Do this:
Please show each line of the material below that contains the word "boxes", copying every such line in full.

Exercise materials:
┌──

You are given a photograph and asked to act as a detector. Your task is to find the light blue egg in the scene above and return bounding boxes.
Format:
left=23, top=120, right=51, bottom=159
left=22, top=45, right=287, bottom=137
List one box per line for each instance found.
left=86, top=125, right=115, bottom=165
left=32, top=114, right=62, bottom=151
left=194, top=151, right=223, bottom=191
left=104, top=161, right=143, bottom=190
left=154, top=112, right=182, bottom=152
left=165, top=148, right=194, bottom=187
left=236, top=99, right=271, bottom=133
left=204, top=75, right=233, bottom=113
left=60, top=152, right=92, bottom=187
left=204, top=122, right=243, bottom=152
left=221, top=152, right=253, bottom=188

└──

Correct output:
You are given a photograph and asked to act as a detector. Your task is to find the light blue egg in the scene above and return bounding boxes.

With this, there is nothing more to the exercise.